● Data for analysis:

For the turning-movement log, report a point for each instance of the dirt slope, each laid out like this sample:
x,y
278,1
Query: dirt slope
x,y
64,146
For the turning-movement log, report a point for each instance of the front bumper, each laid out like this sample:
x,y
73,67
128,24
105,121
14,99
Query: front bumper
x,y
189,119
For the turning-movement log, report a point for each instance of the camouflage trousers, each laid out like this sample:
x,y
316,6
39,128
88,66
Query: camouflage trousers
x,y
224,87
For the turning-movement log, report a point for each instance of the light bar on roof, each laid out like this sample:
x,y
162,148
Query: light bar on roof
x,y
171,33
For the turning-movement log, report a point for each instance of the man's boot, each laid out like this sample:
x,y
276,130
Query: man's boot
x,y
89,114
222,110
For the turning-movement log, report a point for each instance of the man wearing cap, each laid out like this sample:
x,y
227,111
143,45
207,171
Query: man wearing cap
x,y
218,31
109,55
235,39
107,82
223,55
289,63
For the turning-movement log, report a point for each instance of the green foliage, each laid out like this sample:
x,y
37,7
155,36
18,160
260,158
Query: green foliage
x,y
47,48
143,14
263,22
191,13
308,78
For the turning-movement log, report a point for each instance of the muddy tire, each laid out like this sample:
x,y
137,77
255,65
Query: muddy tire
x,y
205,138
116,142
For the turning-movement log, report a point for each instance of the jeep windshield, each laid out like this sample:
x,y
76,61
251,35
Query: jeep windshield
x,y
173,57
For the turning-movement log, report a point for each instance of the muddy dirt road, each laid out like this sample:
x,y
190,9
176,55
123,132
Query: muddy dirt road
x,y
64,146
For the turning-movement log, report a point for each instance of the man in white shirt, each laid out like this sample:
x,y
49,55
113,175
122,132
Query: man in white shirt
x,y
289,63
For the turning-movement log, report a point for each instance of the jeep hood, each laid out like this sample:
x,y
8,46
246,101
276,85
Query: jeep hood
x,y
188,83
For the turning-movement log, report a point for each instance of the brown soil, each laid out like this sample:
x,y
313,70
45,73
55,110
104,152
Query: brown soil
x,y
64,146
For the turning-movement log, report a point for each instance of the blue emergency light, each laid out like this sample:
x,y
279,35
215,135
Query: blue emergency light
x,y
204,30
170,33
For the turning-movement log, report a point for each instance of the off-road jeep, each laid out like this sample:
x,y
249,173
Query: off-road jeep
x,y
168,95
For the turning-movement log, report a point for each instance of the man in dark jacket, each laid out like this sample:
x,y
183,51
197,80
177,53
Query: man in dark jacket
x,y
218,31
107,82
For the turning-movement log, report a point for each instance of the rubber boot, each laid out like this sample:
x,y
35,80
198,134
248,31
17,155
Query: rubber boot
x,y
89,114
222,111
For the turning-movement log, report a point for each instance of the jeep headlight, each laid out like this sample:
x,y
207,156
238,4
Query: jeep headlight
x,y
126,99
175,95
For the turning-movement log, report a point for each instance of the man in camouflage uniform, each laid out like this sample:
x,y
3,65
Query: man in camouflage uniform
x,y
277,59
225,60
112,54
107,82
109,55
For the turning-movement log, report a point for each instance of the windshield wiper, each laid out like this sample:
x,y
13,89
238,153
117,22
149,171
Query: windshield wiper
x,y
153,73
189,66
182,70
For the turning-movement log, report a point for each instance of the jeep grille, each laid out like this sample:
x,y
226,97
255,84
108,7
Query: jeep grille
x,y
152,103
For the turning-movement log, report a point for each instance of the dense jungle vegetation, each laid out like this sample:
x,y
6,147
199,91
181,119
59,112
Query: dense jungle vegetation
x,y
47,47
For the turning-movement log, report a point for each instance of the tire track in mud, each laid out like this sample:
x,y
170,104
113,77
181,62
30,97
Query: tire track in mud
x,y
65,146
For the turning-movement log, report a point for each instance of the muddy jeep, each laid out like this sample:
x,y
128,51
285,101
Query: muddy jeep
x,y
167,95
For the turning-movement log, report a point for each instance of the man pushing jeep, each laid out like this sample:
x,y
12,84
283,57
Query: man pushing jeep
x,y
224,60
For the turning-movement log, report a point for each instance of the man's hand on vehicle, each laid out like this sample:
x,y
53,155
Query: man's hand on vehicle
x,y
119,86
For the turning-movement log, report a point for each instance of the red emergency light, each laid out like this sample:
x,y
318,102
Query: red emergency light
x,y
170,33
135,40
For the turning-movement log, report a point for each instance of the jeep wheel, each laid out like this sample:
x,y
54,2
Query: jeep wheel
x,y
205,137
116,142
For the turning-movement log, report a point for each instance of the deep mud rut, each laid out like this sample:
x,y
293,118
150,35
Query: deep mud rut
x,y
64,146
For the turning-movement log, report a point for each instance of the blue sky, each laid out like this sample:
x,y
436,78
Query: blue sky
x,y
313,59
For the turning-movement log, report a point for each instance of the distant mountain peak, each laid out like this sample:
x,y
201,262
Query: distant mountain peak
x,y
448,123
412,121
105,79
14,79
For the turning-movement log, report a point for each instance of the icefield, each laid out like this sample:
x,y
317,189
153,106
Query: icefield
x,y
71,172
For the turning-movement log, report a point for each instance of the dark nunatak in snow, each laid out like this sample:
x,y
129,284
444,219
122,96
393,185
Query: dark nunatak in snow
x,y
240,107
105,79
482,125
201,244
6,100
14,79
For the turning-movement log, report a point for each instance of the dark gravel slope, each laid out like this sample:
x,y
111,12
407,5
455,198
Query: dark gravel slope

● What is required: Every line of the material above should be repeated exactly.

● Response area:
For the turning-movement log, report a point for each instance of the dirt slope, each laid out like this sample:
x,y
278,1
Query: dirt slope
x,y
64,146
For the turning-movement log, report a point for each instance of the front bumper, each laid out like this sample:
x,y
73,67
128,24
105,121
14,99
Query: front bumper
x,y
189,119
For the turning-movement log, report a point for each instance of the camouflage trousers, each laid out like this sample:
x,y
316,6
39,128
88,66
Query: camouflage trousers
x,y
224,87
For the turning-movement log, report a point for each instance of the light bar on roof, each laid out like this sample:
x,y
162,148
Query: light bar on roof
x,y
171,33
For the turning-movement log, report a point for each instance of the man's boot, each laid out like this sample:
x,y
276,130
Query: man's boot
x,y
89,114
222,110
For the turning-movement log, report a point for each instance of the man wearing cap, each laid out like this sample:
x,y
227,111
143,45
207,171
Query: man wearing cap
x,y
218,31
109,55
235,39
107,82
223,55
289,63
For the turning-movement log, report a point for each instance of the green foliage, each laid out like this sample:
x,y
37,7
155,36
18,160
260,158
Query: green foliage
x,y
47,48
143,14
263,22
191,13
308,78
For the turning-movement log, report a point for each instance of the muddy tire, each laid out like this sample:
x,y
137,77
255,65
Query: muddy tire
x,y
205,138
116,142
For the turning-movement log, report a point for each instance of the jeep windshield, each laid out like this sample:
x,y
76,61
251,35
Query: jeep windshield
x,y
173,57
For the turning-movement log, report a point for each instance of the muddy dirt road, each laid out like this sample:
x,y
190,9
176,55
123,132
Query: muddy dirt road
x,y
64,146
For the turning-movement log, report a point for each instance of the man in white shirt, each laid out like this sample:
x,y
49,55
113,175
122,132
Query: man in white shirt
x,y
289,63
For the turning-movement log, report a point for each instance of the jeep hood, each laid out like this sample:
x,y
8,46
246,101
276,85
Query: jeep hood
x,y
188,83
For the turning-movement log, report a point for each instance of the brown soil, each laid out like this sample:
x,y
313,70
45,73
55,110
104,152
Query: brown soil
x,y
64,146
For the turning-movement log, report a point for each instance of the blue emergency light, each laid out like this sample:
x,y
279,35
215,135
Query: blue emergency light
x,y
204,30
170,33
For the turning-movement log, report a point for each instance of the off-road jeep, each laid out like this sample:
x,y
249,173
Query: off-road jeep
x,y
168,95
For the turning-movement log, report a point for each instance of the man in dark jacket, each laid out like this sample:
x,y
183,51
197,80
177,53
Query: man in dark jacket
x,y
218,31
107,82
For the turning-movement log, report a point for each instance of the rubber boot, each laid out like this sample:
x,y
35,80
198,134
248,31
17,155
Query: rubber boot
x,y
89,114
222,111
For the turning-movement log, report a point for each instance of the jeep headlight, each laid out like this sample:
x,y
207,156
238,4
Query: jeep headlight
x,y
126,99
175,95
For the turning-movement log, report a point for each instance of the man in camouflage uniform, each laid out like this sample:
x,y
3,65
Query: man in camouflage uniform
x,y
277,59
225,60
112,54
107,82
109,55
For the turning-movement log, report a point for each instance of the windshield wiper, each laid out like this sample:
x,y
13,89
238,153
117,22
149,171
Query: windshield wiper
x,y
153,73
189,66
182,70
For the turning-movement log, report a point for each instance of the jeep grille, each laid out like this sample:
x,y
226,97
255,84
108,7
Query: jeep grille
x,y
152,103
For the turning-movement log, report a point for each instance of the dense jungle vegetation, each laid out like this sample:
x,y
6,147
199,91
181,119
59,112
Query: dense jungle vegetation
x,y
47,47
For the turning-movement log, report a point for each instance of the tire track in mud, each laid out like this sample:
x,y
170,104
113,77
181,62
30,97
Query: tire track in mud
x,y
65,146
For the turning-movement log, report a point for each instance of the muddy jeep, each laid out like this sample:
x,y
128,51
285,101
Query: muddy jeep
x,y
167,95
For the turning-movement log, report a point for each instance of the man pushing jeep, each laid out like this sample:
x,y
12,84
283,57
Query: man pushing jeep
x,y
224,60
For the turning-movement log, report a point for each instance of the man's hand on vehicle, each laid out like this sample:
x,y
53,155
Query: man's hand on vehicle
x,y
119,86
For the turning-movement log, report a point for each instance of the red emergency light, each laid out like this sample:
x,y
318,102
Query: red emergency light
x,y
170,33
135,40
For the turning-movement log, report a point for each instance of the jeep wheel, each laid out like this sample:
x,y
54,2
Query: jeep wheel
x,y
205,137
116,142
For the turning-movement log, report a point for each instance of the deep mud rut, each laid out like this sample:
x,y
293,118
150,35
Query: deep mud rut
x,y
64,146
For the turning-movement log, report a point for each instance of the blue sky, each laid out like this sample:
x,y
436,78
Query: blue sky
x,y
313,59
For the turning-movement log, report a point for each instance of the distant mountain peak, each laid out like this sample:
x,y
201,262
Query: distant mountain peak
x,y
448,123
412,121
105,79
14,79
For the turning-movement log, report a point for each instance of the icefield, each laid out like this sample:
x,y
317,189
153,106
Query: icefield
x,y
71,172
For the turning-movement log, report a point for each instance of the dark nunatak in snow, each laid out like this sample:
x,y
129,284
444,219
122,96
393,185
Query: dark nunatak in snow
x,y
240,107
105,79
482,125
201,244
6,100
14,79
For the turning-movement log, report a point for each instance of the dark gravel slope, each laid out like this sample:
x,y
111,12
407,5
455,198
Query: dark gravel slope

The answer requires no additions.